Write the next part of the text on Ottawa's vote over the Alta Vista Transportation Corridor, starting after its last sentence.

___ Reading text ___

Meanwhile, Ottawa is marking a different milestone. We’re voting on whether to build our commuter expressway: the Alta Vista Transportation Corridor parkway, phase 1.

The phased approach is making it hard for councillors to realize the gravity of their decision. On March 8-10 they will debate and vote on phase 1—the $55 million, 1.2 km AVTC hospital link.

Councillor Hume is calling it a “standard city street.” The map in the budget document shows a simple black line linking Riverside Drive to the General Hospital.

But have a look at the real plan. Note the similarity to the layout of the full parkway through the corridor. The $55 million price tag covers the underpass, bridge and loop necessary for a much bigger road.

Hundreds of comments on the petition site noroad.ca indicate the level of outrage throughout the city. Eight city centre community associations are officially against the road as designed. Many have for years tried to get the city to consider alternatives to pouring more cars onto our roads.

The Mayor says he has no plans to build the full road. It’ s a nice sentiment. But whether today’s mayor wants the commuter parkway or not, the first phase of this road will beg future mayors to build the rest.

___ Exercise data ___

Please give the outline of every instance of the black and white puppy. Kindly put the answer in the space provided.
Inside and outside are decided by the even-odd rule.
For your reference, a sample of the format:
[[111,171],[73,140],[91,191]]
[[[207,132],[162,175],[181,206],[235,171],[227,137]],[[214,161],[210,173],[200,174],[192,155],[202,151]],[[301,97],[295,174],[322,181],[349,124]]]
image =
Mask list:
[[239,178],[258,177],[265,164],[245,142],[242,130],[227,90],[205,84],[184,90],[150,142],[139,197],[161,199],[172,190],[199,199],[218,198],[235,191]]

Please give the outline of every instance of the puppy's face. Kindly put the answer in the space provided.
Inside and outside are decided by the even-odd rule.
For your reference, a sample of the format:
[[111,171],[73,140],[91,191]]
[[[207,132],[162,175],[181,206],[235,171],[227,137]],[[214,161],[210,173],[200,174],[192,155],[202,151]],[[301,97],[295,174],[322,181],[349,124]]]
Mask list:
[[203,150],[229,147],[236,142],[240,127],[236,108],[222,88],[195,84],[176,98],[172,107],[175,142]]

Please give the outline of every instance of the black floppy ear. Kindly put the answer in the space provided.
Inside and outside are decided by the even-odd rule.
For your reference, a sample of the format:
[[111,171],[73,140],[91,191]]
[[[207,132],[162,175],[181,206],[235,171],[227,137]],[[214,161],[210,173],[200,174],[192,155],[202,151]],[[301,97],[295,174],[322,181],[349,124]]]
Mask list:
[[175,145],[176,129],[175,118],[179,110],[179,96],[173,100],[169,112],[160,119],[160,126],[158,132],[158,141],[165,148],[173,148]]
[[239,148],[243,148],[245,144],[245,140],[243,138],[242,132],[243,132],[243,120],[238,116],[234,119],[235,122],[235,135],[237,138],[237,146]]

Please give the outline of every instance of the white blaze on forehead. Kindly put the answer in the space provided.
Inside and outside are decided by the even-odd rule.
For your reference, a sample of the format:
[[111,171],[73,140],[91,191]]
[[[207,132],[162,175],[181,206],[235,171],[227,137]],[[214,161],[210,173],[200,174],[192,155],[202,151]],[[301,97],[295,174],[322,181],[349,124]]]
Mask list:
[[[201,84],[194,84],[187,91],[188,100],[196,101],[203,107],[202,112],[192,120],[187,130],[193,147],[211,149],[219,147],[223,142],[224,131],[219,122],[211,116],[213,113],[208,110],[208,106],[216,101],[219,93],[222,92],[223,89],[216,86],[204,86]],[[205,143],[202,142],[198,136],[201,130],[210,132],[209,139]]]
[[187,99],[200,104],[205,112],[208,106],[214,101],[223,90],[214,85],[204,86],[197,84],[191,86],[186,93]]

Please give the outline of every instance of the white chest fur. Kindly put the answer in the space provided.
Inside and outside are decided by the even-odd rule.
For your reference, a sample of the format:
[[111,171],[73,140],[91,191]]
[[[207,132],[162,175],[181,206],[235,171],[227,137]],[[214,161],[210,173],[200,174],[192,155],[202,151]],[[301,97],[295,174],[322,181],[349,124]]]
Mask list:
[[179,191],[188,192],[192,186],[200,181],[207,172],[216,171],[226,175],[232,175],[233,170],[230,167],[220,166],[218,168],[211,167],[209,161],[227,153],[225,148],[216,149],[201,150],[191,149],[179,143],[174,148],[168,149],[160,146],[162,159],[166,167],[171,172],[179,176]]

___

Exercise answer:
Growth and intensification will demand it. Southeast commutes, now circuitous cut-throughs that anger drivers and residents alike, will increase. But with no room for dedicated rapid transit in the corridor, extending the road will be the only solution.

Though the exact numbers are unclear, the full parkway will cost hundreds of millions to build. It will intensify traffic in the downtown core and on the 417. It will put a serious dent in transit ridership, mix buses with car traffic, and break Ottawa 2020’ s smart growth promises of a modal shift to transit, biking and walking.

Hospital expansion over the next decade is one factor driving phase 1. But in examining this growth, are we conflating the needs of patients with the needs of staff? Right now, poor transit corners thousands of hospital employees into driving to work and paying for expensive parking. Better transit for commuters—both hospital staff and local residents—would free up surrounding roads for patients in cars and ambulances.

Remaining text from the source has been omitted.